INSTRUCTION: Render the records from the start through the line holding "pixel 783 879", inclusive, as a two-column CSV with columns named instruction and points. Give one row per record, with its text and its answer each in a single quoted field, line breaks replaced by spaces, and the pictures left out.
#### DATA LISTING
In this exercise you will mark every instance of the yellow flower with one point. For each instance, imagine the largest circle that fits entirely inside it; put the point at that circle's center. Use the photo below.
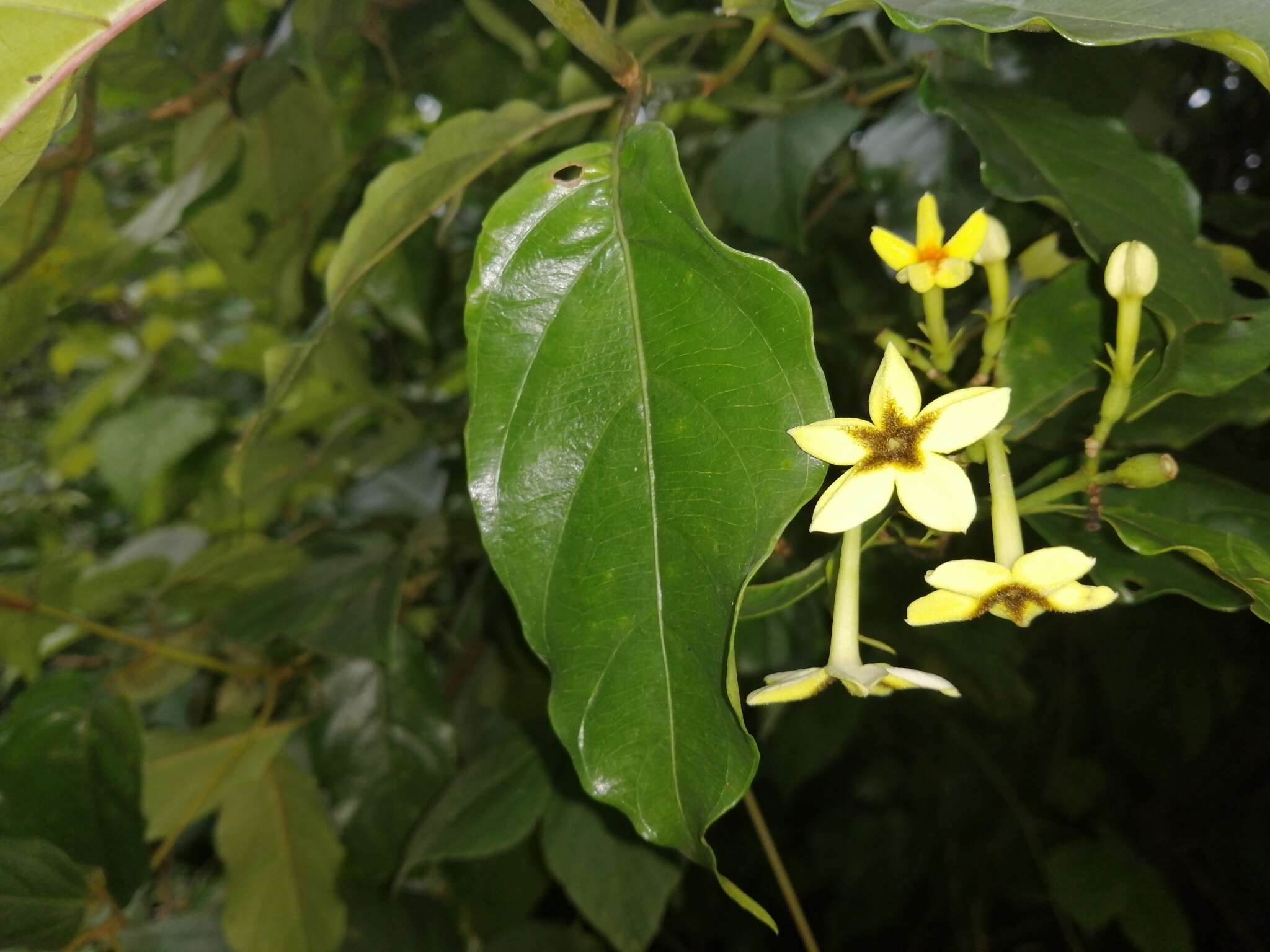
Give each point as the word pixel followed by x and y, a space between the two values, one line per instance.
pixel 860 679
pixel 1044 580
pixel 933 260
pixel 901 450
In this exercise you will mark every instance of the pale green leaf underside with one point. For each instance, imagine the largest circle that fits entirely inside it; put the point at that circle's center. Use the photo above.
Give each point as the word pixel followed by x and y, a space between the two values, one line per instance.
pixel 1236 29
pixel 631 382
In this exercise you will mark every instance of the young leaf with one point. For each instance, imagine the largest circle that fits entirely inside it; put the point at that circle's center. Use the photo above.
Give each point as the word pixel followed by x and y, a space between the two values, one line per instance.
pixel 70 772
pixel 629 464
pixel 620 884
pixel 281 860
pixel 762 177
pixel 43 895
pixel 406 193
pixel 1235 29
pixel 190 774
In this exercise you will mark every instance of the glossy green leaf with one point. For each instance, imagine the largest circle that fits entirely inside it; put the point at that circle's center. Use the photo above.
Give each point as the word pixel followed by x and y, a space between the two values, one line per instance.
pixel 383 753
pixel 1140 578
pixel 1053 339
pixel 1039 150
pixel 773 597
pixel 491 805
pixel 1208 359
pixel 620 884
pixel 190 775
pixel 762 177
pixel 47 41
pixel 1235 29
pixel 1188 419
pixel 647 389
pixel 70 772
pixel 406 195
pixel 139 448
pixel 281 861
pixel 43 895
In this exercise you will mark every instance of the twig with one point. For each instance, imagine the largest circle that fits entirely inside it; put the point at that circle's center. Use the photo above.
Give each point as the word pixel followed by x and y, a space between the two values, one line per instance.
pixel 783 879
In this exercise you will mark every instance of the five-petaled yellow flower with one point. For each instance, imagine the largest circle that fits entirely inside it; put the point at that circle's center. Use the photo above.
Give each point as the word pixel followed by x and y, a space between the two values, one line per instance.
pixel 933 262
pixel 901 451
pixel 860 679
pixel 1044 580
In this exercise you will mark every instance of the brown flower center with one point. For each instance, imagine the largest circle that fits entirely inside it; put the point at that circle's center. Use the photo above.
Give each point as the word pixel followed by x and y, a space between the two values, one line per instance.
pixel 895 442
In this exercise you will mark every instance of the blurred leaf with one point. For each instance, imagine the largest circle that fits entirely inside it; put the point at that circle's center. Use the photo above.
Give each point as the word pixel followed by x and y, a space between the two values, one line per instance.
pixel 761 178
pixel 1189 419
pixel 1053 339
pixel 491 805
pixel 43 895
pixel 1235 29
pixel 281 860
pixel 620 884
pixel 138 448
pixel 774 596
pixel 70 772
pixel 190 775
pixel 1139 578
pixel 690 361
pixel 407 193
pixel 1039 150
pixel 383 752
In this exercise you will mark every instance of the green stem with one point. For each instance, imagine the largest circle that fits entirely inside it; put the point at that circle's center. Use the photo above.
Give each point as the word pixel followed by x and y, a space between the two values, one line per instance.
pixel 1008 535
pixel 938 329
pixel 16 602
pixel 580 29
pixel 845 640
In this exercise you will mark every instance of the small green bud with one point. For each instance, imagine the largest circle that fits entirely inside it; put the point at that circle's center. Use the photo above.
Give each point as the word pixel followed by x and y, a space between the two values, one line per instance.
pixel 1132 271
pixel 1146 471
pixel 996 244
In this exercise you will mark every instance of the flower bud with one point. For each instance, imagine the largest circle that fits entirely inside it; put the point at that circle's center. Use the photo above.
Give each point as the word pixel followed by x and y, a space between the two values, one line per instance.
pixel 1132 271
pixel 996 244
pixel 1146 471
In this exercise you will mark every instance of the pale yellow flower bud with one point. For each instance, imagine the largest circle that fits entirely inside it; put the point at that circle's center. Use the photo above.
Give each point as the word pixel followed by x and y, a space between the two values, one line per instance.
pixel 996 244
pixel 1132 271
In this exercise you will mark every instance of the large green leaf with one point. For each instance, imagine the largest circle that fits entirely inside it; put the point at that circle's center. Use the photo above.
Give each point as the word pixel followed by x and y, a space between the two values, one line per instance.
pixel 43 895
pixel 190 774
pixel 1236 29
pixel 1054 338
pixel 406 193
pixel 631 382
pixel 1039 150
pixel 281 860
pixel 70 772
pixel 619 883
pixel 47 41
pixel 762 177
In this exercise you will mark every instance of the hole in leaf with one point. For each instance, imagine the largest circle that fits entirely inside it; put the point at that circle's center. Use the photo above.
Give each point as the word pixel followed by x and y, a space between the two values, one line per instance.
pixel 568 173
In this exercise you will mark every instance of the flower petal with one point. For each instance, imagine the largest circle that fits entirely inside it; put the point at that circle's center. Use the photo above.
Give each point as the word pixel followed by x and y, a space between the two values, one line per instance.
pixel 894 384
pixel 968 239
pixel 1075 597
pixel 964 416
pixel 831 439
pixel 892 248
pixel 853 498
pixel 953 272
pixel 938 495
pixel 790 685
pixel 902 678
pixel 1049 569
pixel 930 231
pixel 941 607
pixel 968 576
pixel 920 277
########
SOLUTION TO THE EXERCISE:
instruction,points
"In this exercise you will mark every instance of the yellow flower with one point. For each instance, imagine the largest circle that fits entirely inside it; put the point at that circle's center. Use the photo below. Give each point as the word pixel followed by x and y, a space between the two values, one line per instance.","pixel 860 679 pixel 1044 580 pixel 933 260 pixel 901 450"
"In this exercise you will mark every instance of the pale green leaf underside with one point. For each instance, imagine the largest circle that fits entirely inside it; put the point at that circle's center. Use the photo above. Give each point as the word pixel followed by x and y, a space between the two values, one line per instance.","pixel 1236 29 pixel 631 382"
"In this exercise you will mark every instance of the young leaf with one point. For each instance, imagine the largest circle that fits entirely inside it; put the point at that circle's center. Use the photo above. Give each point as the word pixel followed by x and y, a space between the two values, one line per instance.","pixel 70 772 pixel 629 464 pixel 620 884 pixel 281 860 pixel 762 177 pixel 43 895 pixel 406 193 pixel 1235 29 pixel 190 774"
"In this exercise you will mark every instance of the glossy green leaf with one point. For each instance, imagine the largest circle that fits entirely inside it; put the point at that circle's center. Use the photo above. Give each point as the word pixel followed by x and y, a space between the two values, one line per instance.","pixel 383 753 pixel 1140 578 pixel 1053 339 pixel 1039 150 pixel 773 597 pixel 491 805 pixel 1208 359 pixel 620 884 pixel 190 775 pixel 762 177 pixel 47 41 pixel 1235 29 pixel 1188 419 pixel 647 389 pixel 70 772 pixel 406 195 pixel 139 448 pixel 281 861 pixel 43 895"
"In this exercise you will mark every instance of the twig with one point. For each instance, imagine the largest circle that fits entirely inside it; put the point at that circle's center. Use the photo above. Give each point as the word pixel followed by x and y, a space between the two values, one line per instance.","pixel 783 879"